■ **Текст страницы**
__________

Знакомство с документами, хранящимися в АВПРИ, позволяет предметно говорить сегодня о главных причинах, стопоривших развитие русской торговли в зоне Персидского залива во времена «новой политики» Российской империи – «политики дела». «Ахиллесовой пятой русской коммерции» в Персидском заливе, как видно из сказанного выше, наши дипломаты считали «поручение интересов отечественной торговли» агентам английского и англо-голландского торговых домов, «осознанно сдерживавших русскую торговлю» (162).

__________

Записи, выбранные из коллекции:

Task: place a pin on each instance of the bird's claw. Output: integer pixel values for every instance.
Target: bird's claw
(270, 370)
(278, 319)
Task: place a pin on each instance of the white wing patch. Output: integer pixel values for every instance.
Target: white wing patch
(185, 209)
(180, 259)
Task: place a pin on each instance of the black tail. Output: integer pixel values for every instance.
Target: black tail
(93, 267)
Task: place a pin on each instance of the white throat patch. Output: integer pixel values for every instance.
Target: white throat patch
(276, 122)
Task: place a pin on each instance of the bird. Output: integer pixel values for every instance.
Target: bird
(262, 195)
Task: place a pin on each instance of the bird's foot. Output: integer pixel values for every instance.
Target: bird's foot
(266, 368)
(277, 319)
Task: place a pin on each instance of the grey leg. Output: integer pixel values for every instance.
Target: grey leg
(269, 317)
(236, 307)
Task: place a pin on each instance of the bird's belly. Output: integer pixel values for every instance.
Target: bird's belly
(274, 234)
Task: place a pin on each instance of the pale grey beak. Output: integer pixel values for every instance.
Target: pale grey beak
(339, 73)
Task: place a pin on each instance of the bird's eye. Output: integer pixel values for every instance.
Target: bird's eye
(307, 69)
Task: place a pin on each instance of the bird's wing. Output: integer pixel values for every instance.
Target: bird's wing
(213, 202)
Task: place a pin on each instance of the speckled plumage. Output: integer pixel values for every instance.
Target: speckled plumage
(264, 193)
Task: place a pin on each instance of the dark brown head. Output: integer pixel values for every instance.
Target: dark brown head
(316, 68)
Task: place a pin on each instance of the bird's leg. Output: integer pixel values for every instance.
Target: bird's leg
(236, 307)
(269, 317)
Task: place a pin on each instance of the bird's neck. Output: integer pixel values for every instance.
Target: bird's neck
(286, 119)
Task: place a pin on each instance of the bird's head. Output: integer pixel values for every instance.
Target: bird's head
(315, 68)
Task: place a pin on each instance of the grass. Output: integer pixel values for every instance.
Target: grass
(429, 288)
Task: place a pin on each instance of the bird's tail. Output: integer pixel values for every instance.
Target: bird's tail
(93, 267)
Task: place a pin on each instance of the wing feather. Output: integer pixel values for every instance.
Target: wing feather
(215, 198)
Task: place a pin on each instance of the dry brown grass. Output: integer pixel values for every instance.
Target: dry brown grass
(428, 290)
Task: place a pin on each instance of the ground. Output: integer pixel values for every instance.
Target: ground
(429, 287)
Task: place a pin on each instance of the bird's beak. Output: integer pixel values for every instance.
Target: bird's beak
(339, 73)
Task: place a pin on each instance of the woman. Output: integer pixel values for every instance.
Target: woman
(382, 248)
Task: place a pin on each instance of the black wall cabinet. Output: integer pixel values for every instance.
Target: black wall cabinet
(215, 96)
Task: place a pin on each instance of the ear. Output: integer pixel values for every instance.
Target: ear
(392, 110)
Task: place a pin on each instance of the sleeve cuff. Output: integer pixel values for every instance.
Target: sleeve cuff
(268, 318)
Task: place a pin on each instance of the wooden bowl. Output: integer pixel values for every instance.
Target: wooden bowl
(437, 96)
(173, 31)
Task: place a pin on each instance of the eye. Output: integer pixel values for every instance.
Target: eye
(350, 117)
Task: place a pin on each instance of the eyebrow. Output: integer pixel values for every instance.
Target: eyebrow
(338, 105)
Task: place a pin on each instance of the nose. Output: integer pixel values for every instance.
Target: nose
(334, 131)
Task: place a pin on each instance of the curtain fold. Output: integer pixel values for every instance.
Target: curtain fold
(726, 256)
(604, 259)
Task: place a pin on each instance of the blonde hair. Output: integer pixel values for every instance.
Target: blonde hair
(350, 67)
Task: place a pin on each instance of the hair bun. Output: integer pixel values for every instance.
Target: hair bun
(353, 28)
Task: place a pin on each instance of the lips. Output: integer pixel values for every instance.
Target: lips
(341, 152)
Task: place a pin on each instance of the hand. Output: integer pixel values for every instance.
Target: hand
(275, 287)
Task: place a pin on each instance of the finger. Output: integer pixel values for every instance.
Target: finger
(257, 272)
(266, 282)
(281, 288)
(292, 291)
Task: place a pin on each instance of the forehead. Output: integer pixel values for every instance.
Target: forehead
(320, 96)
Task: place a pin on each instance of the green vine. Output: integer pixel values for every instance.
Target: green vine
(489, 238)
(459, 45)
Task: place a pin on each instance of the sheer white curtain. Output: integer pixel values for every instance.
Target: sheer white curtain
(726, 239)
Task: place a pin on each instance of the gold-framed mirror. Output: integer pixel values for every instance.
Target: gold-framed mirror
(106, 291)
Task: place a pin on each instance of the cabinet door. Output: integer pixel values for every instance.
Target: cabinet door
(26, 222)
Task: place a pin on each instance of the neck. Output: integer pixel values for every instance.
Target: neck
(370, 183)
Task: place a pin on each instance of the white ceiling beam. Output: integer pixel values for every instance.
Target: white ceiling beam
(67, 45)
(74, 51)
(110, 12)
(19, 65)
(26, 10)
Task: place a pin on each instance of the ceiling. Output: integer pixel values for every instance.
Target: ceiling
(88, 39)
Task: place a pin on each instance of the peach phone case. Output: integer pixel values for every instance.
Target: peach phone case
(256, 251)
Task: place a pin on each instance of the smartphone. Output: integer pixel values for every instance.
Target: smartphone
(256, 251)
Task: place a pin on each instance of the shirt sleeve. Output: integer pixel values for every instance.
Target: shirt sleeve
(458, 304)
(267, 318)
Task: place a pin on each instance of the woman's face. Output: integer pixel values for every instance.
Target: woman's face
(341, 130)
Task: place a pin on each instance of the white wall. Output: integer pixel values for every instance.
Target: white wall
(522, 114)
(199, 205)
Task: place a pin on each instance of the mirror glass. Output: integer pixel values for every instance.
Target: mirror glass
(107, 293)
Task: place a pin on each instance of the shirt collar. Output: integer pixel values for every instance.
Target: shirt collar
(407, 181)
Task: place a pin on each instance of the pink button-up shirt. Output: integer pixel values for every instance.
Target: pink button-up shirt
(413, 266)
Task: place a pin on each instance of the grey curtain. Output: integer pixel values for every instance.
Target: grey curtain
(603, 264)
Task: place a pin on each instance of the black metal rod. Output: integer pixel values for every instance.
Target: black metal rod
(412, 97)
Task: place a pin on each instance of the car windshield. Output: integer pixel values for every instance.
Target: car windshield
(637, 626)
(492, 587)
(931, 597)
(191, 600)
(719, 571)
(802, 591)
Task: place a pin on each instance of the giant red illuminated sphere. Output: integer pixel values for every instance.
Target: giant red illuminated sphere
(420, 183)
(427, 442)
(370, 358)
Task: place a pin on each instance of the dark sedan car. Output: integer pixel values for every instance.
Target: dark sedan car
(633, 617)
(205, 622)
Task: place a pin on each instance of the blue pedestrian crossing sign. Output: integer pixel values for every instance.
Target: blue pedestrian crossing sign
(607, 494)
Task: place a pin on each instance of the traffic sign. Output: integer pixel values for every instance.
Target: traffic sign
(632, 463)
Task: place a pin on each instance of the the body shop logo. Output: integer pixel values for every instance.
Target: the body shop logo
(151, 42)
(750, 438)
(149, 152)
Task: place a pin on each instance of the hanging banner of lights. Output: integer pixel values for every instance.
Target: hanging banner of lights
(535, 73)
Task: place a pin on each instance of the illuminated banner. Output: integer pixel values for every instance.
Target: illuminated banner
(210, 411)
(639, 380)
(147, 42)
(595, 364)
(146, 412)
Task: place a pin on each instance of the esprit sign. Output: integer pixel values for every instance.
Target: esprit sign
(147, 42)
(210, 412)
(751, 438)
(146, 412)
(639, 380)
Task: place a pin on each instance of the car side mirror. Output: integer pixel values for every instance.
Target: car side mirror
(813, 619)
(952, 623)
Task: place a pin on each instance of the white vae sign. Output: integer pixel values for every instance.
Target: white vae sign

__________

■ **Ваше задание**
Что, согласно тексту страницы, российские дипломаты считали «ахиллесовой пятой русской коммерции» в Персидском заливе?

■ **Решённое упражнение**
Поручение интересов отечественной торговли агентам английского и англо-голландского торговых домов.